- Exercise instructions -
Identify each line in the records below that contains the string "facade", and copy every such line in full. Case counts, so match only that exact form.

- The data -
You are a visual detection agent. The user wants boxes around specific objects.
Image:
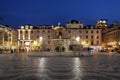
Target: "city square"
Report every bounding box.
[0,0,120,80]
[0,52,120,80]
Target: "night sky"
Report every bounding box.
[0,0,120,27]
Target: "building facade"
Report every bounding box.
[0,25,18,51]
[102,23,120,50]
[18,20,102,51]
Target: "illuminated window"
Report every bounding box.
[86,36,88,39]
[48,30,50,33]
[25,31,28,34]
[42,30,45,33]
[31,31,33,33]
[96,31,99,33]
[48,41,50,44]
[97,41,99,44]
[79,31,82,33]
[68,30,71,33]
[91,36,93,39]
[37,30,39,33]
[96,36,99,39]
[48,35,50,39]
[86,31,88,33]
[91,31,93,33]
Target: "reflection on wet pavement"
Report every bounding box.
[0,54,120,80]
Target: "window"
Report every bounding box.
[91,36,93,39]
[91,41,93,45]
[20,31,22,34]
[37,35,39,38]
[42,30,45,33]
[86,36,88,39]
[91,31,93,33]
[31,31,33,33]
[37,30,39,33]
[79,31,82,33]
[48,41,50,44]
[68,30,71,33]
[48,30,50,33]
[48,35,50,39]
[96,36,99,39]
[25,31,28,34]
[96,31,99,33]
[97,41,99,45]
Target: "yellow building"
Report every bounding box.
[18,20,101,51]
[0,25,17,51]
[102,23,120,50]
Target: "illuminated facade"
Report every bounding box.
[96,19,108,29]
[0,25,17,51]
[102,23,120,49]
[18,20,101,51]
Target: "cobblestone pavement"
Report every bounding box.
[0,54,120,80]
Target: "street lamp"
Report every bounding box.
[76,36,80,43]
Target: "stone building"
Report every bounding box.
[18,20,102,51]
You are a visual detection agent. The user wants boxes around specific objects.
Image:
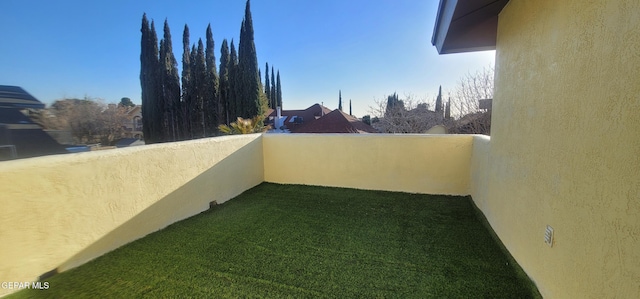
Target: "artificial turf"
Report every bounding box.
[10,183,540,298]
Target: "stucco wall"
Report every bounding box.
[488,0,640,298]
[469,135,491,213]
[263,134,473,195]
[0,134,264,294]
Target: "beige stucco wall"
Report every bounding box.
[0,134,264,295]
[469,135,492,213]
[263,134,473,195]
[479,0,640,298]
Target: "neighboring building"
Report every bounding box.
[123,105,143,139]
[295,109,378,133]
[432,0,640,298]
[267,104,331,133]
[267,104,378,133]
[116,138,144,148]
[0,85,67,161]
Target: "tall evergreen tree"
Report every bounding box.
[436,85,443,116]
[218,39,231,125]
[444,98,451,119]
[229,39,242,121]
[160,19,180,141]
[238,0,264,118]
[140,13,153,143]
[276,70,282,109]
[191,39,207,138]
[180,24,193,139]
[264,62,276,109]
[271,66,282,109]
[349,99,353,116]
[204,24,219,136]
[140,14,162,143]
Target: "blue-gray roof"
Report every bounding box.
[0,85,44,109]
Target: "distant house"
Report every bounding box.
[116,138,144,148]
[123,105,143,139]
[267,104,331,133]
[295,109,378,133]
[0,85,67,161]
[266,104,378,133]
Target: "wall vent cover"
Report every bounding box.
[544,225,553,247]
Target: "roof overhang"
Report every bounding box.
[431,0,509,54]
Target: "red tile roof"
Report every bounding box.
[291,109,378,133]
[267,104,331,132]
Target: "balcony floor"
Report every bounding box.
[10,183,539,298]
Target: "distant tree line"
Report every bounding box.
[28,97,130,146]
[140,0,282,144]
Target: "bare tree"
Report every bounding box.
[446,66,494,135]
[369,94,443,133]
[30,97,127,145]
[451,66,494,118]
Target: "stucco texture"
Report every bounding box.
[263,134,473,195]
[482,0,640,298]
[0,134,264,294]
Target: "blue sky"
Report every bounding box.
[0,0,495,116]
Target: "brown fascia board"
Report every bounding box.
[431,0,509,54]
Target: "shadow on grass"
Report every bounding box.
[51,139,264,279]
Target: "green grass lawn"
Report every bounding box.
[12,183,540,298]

- Finished exercise -
Target: "building facade"
Target: "illuminated facade"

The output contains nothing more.